> SHORT PROBLEM
Give again the stretch of material from its start through the line containing "[112, 128, 137, 161]", switching "detector" to "locator" and leaving everything else unchanged. Leave the pictures out of your answer.

> PROVIDED RECORDS
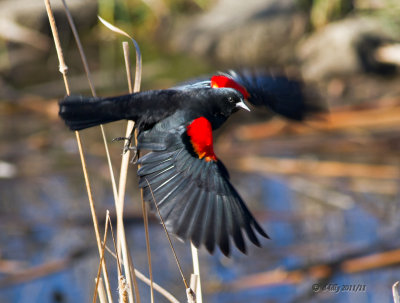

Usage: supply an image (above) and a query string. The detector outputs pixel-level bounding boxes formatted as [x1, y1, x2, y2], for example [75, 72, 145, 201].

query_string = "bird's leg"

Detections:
[112, 128, 137, 161]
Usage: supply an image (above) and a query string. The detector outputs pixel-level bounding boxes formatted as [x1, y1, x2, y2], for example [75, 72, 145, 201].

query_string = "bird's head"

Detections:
[211, 75, 250, 112]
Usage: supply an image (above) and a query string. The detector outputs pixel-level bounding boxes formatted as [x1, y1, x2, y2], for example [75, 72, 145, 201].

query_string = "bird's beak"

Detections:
[236, 100, 250, 111]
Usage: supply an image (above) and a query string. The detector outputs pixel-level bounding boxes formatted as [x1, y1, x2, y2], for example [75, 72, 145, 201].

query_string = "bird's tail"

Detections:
[227, 70, 326, 120]
[59, 96, 130, 130]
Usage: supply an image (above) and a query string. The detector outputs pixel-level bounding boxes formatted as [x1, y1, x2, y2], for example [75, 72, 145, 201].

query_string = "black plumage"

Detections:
[59, 72, 324, 255]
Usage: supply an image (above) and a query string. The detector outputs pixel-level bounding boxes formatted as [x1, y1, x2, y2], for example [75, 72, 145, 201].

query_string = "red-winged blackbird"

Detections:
[59, 71, 318, 256]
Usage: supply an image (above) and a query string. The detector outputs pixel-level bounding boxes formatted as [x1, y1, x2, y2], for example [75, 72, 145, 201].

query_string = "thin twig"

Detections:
[44, 0, 112, 303]
[121, 42, 154, 303]
[392, 281, 400, 303]
[106, 246, 179, 303]
[190, 243, 203, 303]
[62, 0, 118, 208]
[93, 210, 110, 303]
[99, 16, 141, 302]
[95, 277, 107, 303]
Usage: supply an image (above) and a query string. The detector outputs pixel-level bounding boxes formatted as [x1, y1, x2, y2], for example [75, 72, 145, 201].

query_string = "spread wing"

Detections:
[138, 114, 268, 255]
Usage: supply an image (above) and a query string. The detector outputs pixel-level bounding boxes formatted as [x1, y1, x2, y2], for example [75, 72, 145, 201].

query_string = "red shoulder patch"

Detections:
[187, 117, 217, 162]
[211, 75, 250, 99]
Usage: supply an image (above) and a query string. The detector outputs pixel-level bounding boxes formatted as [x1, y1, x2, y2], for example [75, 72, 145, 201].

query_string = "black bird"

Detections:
[59, 71, 320, 256]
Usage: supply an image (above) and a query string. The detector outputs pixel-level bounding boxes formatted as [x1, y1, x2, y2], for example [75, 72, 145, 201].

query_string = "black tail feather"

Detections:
[228, 70, 327, 121]
[59, 96, 124, 130]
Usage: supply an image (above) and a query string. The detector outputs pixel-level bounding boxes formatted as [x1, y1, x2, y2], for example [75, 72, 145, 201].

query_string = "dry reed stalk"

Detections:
[190, 243, 203, 303]
[95, 277, 107, 303]
[106, 246, 179, 303]
[99, 17, 141, 303]
[44, 0, 112, 303]
[93, 210, 110, 303]
[120, 38, 154, 303]
[392, 281, 400, 303]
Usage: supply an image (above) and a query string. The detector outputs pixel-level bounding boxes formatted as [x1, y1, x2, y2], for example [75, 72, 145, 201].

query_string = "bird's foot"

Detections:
[112, 136, 137, 157]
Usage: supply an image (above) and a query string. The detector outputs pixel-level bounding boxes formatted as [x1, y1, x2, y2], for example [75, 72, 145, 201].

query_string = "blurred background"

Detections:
[0, 0, 400, 303]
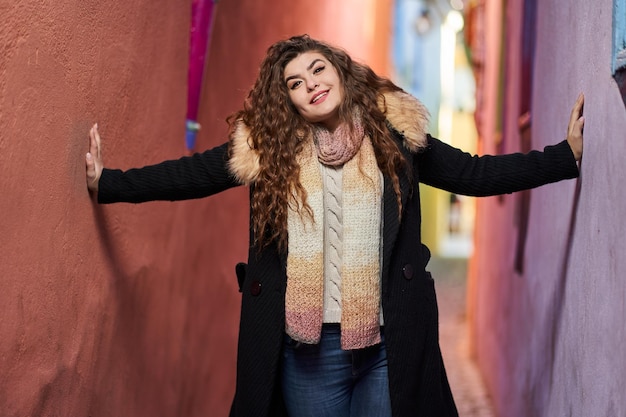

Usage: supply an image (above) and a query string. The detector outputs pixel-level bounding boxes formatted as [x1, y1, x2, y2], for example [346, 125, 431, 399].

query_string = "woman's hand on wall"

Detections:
[85, 123, 103, 192]
[567, 93, 585, 161]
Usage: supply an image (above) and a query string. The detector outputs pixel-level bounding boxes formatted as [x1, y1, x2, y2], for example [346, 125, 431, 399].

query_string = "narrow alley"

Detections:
[428, 257, 495, 417]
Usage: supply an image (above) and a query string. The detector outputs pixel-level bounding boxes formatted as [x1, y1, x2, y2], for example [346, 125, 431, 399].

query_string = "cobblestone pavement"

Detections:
[427, 258, 496, 417]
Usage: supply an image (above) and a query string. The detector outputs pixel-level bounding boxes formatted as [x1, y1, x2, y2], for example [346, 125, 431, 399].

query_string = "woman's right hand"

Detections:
[85, 123, 103, 192]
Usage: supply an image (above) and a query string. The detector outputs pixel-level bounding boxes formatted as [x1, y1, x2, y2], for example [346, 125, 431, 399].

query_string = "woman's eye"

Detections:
[289, 81, 302, 90]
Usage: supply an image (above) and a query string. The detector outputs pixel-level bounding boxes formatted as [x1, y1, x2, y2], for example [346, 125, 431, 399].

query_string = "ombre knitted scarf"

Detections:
[285, 121, 382, 350]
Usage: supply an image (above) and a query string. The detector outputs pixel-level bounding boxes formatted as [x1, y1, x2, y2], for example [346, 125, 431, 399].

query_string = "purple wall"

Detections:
[0, 0, 390, 417]
[468, 0, 626, 417]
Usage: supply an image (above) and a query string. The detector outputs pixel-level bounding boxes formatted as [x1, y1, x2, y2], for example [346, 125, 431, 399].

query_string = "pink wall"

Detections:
[468, 0, 626, 417]
[0, 0, 390, 417]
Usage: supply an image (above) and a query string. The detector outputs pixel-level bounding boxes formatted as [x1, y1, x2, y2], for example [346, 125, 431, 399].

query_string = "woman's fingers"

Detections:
[567, 93, 585, 134]
[85, 123, 102, 191]
[567, 93, 585, 161]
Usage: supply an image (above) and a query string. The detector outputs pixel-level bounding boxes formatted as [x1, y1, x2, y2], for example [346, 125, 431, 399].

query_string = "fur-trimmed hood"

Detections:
[229, 91, 429, 185]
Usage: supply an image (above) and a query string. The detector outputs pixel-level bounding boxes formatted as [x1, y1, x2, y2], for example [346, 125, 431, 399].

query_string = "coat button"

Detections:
[250, 281, 261, 297]
[402, 264, 413, 279]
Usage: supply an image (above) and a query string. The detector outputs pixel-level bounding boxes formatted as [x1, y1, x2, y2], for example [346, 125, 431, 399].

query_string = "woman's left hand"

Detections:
[567, 93, 585, 161]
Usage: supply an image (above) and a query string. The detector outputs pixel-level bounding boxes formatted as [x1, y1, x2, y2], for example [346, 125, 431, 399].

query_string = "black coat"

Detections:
[98, 132, 578, 417]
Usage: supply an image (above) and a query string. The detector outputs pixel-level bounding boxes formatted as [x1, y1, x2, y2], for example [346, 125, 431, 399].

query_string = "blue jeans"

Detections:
[281, 324, 391, 417]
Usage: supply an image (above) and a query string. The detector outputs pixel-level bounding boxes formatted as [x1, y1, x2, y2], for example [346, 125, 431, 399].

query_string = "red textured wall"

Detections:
[0, 0, 390, 417]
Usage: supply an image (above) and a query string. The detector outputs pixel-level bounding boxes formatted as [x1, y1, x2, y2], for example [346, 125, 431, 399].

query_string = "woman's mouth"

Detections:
[311, 90, 328, 104]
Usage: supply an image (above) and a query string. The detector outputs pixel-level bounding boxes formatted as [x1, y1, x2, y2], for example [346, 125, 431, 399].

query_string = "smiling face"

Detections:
[284, 52, 344, 131]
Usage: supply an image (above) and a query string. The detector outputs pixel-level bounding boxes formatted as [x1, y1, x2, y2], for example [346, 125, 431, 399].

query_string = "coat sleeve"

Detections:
[414, 136, 578, 197]
[98, 143, 240, 204]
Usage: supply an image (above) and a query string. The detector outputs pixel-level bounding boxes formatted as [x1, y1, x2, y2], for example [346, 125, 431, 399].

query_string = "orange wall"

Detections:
[0, 0, 391, 417]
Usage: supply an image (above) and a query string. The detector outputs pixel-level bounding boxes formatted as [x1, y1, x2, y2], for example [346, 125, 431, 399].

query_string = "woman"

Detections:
[86, 36, 584, 417]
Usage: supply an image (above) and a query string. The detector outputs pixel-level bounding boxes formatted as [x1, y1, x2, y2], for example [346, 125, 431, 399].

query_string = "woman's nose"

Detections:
[306, 80, 320, 91]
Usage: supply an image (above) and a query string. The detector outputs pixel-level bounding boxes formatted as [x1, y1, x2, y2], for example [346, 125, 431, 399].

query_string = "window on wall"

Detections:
[613, 0, 626, 106]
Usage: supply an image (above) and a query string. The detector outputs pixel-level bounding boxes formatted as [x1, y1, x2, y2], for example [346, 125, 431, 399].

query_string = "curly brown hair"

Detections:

> SOLUTION FOR THIS PROBLEM
Usage: supply an image (above) and a query string. The locator outputs pixel-level bounding boxes formatted as [x1, y1, x2, y2], for example [75, 72, 145, 201].

query_string = "bird's leg"

Detections:
[112, 128, 137, 161]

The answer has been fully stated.